▶ **Что нужно сделать**
**A)** Пожалуйста, ответьте по отрывку об австронезийской экспансии на три вопроса, каждый с новой строки:
(i) Куда привела миграция предков Ахмада?
(ii) Какие народы заселили самые дальние острова Тихого океана?
(iii) Какую часть поверхности планеты охватывает сегодня совокупный ареал австронезийских народов?
**B)** Выпишите из отрывка об австронезийской экспансии все вопросы, которые в нем поставлены.

▶ **Фрагмент страницы**
Популяционная миграция, которая привела предков Ахмада на Яву, а предков Сауакари на Новую Гвинею, так называемая австронезийская экспансия, входит в число крупнейших переселений народов за последние шесть тысяч лет. Одно из ее ответвлений представляли полинезийцы, которые заселили самые дальние острова Тихого океана и были самыми превосходными мореплавателями из всех неолитических народов. Совокупный же ареал австронезийских народов сегодня охватывает половину поверхности планеты, от Мадагаскара до острова Пасхи. В этой книге, повествующей о миграциях человеческих популяций с конца последнего ледникового периода, австронезийская экспансия занимает центральное место как одно из наиболее важных явлений в истории, требующих нашего объяснения. Почему австронезийцы, будучи материковыми китайцами по происхождению, колонизировали Яву и остальные территории Индонезии и поглотили их первоначальное население, а не коренные индонезийцы колонизировали Китай и поглотили китайцев? Почему, заняв всю Индонезию, на Новой Гвинее австронезийцы смогли занять лишь узкую полоску побережья и никак не потеснили жителей высокогорья? Каким образом потомки китайских эмигрантов превратились в полинезийцев?

▶ **Исходные записи**
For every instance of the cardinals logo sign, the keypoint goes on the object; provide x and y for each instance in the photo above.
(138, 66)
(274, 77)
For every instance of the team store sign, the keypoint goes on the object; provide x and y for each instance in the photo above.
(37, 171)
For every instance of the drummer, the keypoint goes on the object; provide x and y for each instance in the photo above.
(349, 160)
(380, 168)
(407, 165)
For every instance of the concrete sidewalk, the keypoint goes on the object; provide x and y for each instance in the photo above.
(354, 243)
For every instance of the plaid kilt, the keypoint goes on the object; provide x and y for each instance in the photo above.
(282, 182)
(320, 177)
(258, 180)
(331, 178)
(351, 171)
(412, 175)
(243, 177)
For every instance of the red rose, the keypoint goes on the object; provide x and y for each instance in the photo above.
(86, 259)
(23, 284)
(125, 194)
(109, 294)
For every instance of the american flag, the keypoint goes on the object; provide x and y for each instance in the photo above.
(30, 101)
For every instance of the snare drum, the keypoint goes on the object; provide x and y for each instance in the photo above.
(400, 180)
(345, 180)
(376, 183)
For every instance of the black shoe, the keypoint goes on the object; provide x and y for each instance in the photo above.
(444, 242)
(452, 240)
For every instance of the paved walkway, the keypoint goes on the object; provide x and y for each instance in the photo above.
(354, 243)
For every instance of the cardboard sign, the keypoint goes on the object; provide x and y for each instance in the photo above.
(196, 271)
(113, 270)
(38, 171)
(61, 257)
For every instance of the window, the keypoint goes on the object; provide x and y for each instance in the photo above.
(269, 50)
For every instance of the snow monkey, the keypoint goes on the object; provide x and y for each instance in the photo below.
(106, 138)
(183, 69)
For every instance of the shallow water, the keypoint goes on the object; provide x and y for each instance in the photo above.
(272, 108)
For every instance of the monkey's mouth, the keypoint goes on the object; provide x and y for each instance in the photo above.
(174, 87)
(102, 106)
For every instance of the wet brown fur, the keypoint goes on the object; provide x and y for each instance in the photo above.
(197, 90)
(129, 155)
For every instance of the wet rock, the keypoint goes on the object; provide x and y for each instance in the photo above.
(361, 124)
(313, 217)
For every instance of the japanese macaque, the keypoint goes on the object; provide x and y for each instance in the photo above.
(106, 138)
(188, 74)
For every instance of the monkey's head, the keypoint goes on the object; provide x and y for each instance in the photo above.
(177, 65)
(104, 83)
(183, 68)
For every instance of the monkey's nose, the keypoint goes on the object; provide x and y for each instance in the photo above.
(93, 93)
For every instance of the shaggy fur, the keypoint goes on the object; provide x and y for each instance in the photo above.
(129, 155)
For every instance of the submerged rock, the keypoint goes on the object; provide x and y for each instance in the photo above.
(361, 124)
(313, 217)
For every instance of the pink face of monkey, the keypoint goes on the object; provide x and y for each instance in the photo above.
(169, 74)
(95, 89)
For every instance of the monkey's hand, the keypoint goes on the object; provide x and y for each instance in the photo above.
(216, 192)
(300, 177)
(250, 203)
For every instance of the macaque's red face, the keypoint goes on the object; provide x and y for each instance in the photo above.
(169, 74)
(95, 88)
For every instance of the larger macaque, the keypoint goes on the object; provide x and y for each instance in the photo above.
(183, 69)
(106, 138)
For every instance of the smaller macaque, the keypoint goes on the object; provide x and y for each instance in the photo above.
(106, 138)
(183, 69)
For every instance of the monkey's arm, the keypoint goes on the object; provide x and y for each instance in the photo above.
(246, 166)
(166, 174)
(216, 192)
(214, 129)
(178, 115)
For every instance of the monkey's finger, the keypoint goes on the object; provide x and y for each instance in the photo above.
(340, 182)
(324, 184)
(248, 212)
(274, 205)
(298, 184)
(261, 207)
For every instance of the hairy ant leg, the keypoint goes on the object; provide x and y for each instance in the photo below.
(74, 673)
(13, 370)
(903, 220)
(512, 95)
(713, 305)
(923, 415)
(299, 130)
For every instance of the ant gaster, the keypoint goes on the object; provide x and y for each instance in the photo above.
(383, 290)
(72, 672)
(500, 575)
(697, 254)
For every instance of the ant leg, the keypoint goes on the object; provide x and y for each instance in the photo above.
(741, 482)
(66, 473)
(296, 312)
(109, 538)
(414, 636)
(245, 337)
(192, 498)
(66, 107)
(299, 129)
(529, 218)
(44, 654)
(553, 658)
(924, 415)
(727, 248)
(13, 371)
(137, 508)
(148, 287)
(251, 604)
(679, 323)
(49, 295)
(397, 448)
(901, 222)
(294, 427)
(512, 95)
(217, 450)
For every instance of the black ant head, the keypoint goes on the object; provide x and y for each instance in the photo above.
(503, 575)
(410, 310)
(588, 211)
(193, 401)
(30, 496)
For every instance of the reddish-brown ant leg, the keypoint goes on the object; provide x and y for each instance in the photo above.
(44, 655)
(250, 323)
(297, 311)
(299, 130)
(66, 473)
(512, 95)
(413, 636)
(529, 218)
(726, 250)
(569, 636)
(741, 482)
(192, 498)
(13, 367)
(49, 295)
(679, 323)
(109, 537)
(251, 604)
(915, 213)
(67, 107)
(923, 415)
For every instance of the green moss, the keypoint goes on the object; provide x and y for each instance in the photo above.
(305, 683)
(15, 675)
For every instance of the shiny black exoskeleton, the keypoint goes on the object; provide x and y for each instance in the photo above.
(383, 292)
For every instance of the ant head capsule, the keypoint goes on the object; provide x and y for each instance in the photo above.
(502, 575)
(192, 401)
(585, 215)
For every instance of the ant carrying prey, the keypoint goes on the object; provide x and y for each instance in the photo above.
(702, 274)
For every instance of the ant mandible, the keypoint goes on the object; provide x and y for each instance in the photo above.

▶ **Полученные ответы**
**A)**
(i) На Яву.
(ii) Полинезийцы.
(iii) Половину поверхности планеты, от Мадагаскара до острова Пасхи.

**B)**
Почему австронезийцы, будучи материковыми китайцами по происхождению, колонизировали Яву и остальные территории Индонезии и поглотили их первоначальное население, а не коренные индонезийцы колонизировали Китай и поглотили китайцев?
Почему, заняв всю Индонезию, на Новой Гвинее австронезийцы смогли занять лишь узкую полоску побережья и никак не потеснили жителей высокогорья?
Каким образом потомки китайских эмигрантов превратились в полинезийцев?